Brief
From the line with "Objective — for the central" to the final line of the records, reproduce every line exactly and only those lines.

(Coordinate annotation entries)
------------------------

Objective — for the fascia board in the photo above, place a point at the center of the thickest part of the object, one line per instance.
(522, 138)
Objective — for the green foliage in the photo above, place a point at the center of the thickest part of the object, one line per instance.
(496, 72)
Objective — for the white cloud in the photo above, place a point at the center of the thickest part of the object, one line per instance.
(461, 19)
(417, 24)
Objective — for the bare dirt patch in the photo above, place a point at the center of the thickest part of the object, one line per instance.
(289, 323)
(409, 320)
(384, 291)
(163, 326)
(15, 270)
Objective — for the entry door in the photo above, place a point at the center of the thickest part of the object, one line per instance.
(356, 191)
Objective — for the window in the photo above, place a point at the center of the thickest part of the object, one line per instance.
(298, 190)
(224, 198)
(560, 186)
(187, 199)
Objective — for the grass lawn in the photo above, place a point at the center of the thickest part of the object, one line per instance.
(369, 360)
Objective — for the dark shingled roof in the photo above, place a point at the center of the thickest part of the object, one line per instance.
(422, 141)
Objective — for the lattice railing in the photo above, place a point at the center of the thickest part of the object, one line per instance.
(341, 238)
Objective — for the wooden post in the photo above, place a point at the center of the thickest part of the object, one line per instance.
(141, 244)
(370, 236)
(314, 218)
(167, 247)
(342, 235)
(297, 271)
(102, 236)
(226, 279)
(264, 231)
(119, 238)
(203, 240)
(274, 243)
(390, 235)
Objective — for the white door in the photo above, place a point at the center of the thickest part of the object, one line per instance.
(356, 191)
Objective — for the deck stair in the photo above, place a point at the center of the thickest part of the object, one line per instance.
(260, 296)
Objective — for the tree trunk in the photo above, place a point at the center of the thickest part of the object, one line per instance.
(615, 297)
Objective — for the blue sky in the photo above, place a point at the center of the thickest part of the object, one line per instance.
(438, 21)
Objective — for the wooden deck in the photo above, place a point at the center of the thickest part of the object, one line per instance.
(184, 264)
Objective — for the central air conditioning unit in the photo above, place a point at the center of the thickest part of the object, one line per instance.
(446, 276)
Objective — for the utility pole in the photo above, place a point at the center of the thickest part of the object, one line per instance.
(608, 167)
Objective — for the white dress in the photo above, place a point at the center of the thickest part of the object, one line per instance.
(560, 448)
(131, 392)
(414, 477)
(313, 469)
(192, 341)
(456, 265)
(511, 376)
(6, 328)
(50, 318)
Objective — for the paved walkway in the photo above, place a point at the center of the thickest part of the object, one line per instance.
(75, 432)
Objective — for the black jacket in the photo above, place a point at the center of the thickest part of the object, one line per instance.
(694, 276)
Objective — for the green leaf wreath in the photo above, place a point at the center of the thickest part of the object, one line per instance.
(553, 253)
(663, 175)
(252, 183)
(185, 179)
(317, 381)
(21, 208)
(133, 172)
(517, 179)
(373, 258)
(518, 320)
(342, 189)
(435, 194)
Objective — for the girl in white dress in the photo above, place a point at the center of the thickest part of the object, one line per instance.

------------------------

Task output
Objective — for the central air conditioning unit in the photo above, place a point at the center of the thickest part of the object, one line per instance.
(446, 276)
Objective — for the utility pole in the photo above, place a point at the center of the thickest part of the object, one line per instance.
(608, 167)
Objective — for the white dress in the photo above, place a point at the center of the thickest part of the object, one line per instance.
(560, 448)
(131, 392)
(414, 477)
(313, 469)
(192, 341)
(456, 265)
(511, 376)
(6, 328)
(50, 318)
Objective — for the paved walkway in the photo above, place a point at the center of the thickest part of the object, one line per instance.
(75, 432)
Objective — for the black jacket in the photo above, place a point at the center of the thickest part of the object, one line per instance.
(694, 276)
Objective — for the green leaf wreath in the photo above, place a point at the center of the thickest part of the object, one line per instance.
(553, 253)
(663, 175)
(252, 183)
(185, 179)
(317, 381)
(21, 208)
(133, 172)
(517, 179)
(373, 258)
(518, 320)
(342, 189)
(435, 194)
Objective — for the girl in white dress in the photo above, place a point at the center of the thickest part of the object, one line per instance.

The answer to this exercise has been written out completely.